Significance of Breast Cancer Awareness In Today’s World
As Ann Jillian said, “There can be life after breast cancer. The prerequisite is early detection.”
By Shivalika Sharma Bahukhandi
“Cancer doesn’t care, so you have to.” – Crystal Brown-Tatum
According to IARC Globocan, 2018, the global stress has risen to 18.1 million new cases and 9.6 million deaths worldwide. It is even estimated that one-in-five men and one-in-six women worldwide will develop cancer over the course of their lifetime, and that one-in-eight men and one-in-eleven women will die from this disease. By far, breast cancer is amongst the top five most probable types of cancers worldwide, both in developed and developing countries. The cases have been rising at an alarming rate in the past years in economically backward countries due to an increase in urbanization, poor prognosis and adoption of the western lifestyle over traditions. Breast cancer is not only limited to women, men can be diagnosed with it too, however the chances of occurrence are comparatively low, i.e., 1 in 100 breast cancer cases diagnosed are found in men. Everyone, therefore, should be aware and should be able to differentiate between a normal breast how it looks like and feel, for recognizing any change that might occur.
“While knowing what to look for is important, a woman should still get her regular mammograms and clinical breast exams, as these tests can help detect breast cancer before she even has symptoms,” said Tuite.
There are many warning signs our body shows that helps us in identifying that something is wrong. Lump in the breast or underarm (armpit), Swelling or thickening of all or part of the breast, Dimpling or skin irritation of breast,, localized and persistent breast pain, Redness, scaliness or thickening of the nipple or breast skin, nipple discharge (other than breast milk) or any change in the size or shape of the breast are some of the signs and symptoms of breast cancer. Various day to day factors appear to be driving this increase, particularly a growing and ageing global population and an increase in exposure to cancer risk factors linked to social and economic development. A woman who is 50 years or older, may have changes in their BRCA1 OR BRCA2 genes which are the breast cancer genes, making them more prone. Some things can be done to lower the breast cancer rates, like keeping a healthy weight and exercising regularly, avoiding , or limiting the alcohol intake, understanding the associated risks related to hormone replacement therapy or birth control pills, , breastfeeding your children, if possible.
October is Breast Cancer Awareness Month, an annual campaign to increase awareness regarding breast cancer, pink color, and ribbons symbolises breast cancer awareness and support. Spreading awareness is extremely important, due to the lack of medical infrastructure & treatment of breast cancer, therefore, to control this, the only option available is early detection of the disease. When breast cancer is detected early, there is a great chance that it can be cured but if not, treatment can no longer be an option at later stages.

:: Listed records ::
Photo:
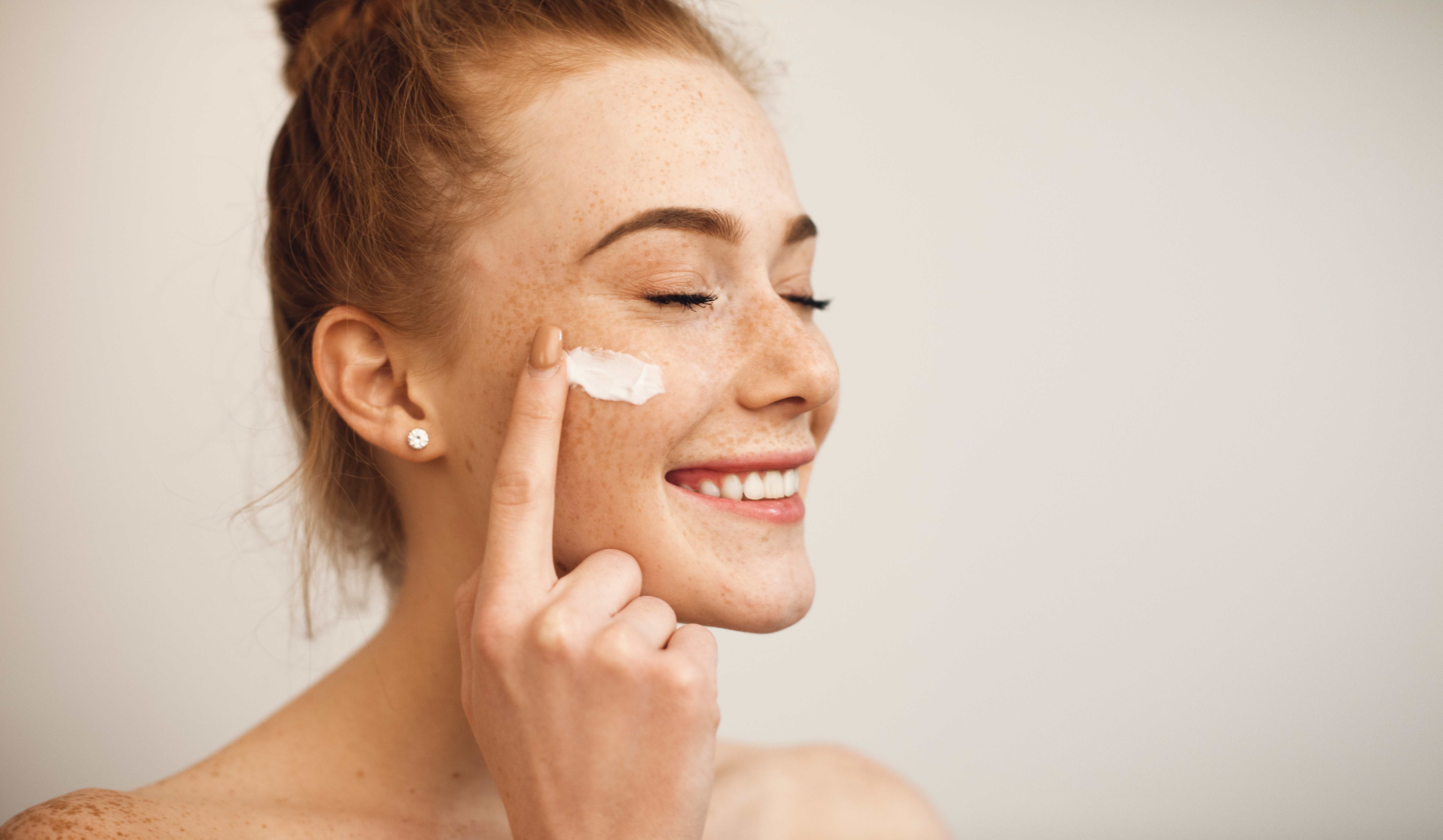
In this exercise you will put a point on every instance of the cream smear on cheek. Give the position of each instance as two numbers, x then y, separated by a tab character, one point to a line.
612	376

==

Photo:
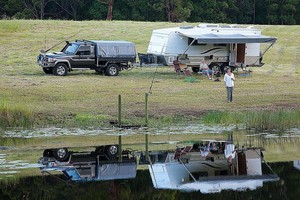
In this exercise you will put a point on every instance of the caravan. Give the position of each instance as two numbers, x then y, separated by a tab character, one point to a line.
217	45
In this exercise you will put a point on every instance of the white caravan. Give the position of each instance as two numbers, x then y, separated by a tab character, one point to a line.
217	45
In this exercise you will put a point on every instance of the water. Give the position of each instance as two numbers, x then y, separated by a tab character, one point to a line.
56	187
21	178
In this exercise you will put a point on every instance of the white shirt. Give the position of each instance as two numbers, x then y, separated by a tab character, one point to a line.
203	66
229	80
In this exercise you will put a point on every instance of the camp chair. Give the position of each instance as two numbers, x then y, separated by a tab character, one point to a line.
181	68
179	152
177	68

:: Task requirements ::
Go through the breast cancer awareness article and list every sign or symptom of breast cancer it names.

:: Solution to this exercise ::
- Lump in the breast or underarm (armpit)
- Swelling or thickening of all or part of the breast
- Dimpling or skin irritation of the breast
- Localized and persistent breast pain
- Redness, scaliness or thickening of the nipple or breast skin
- Nipple discharge (other than breast milk)
- Any change in the size or shape of the breast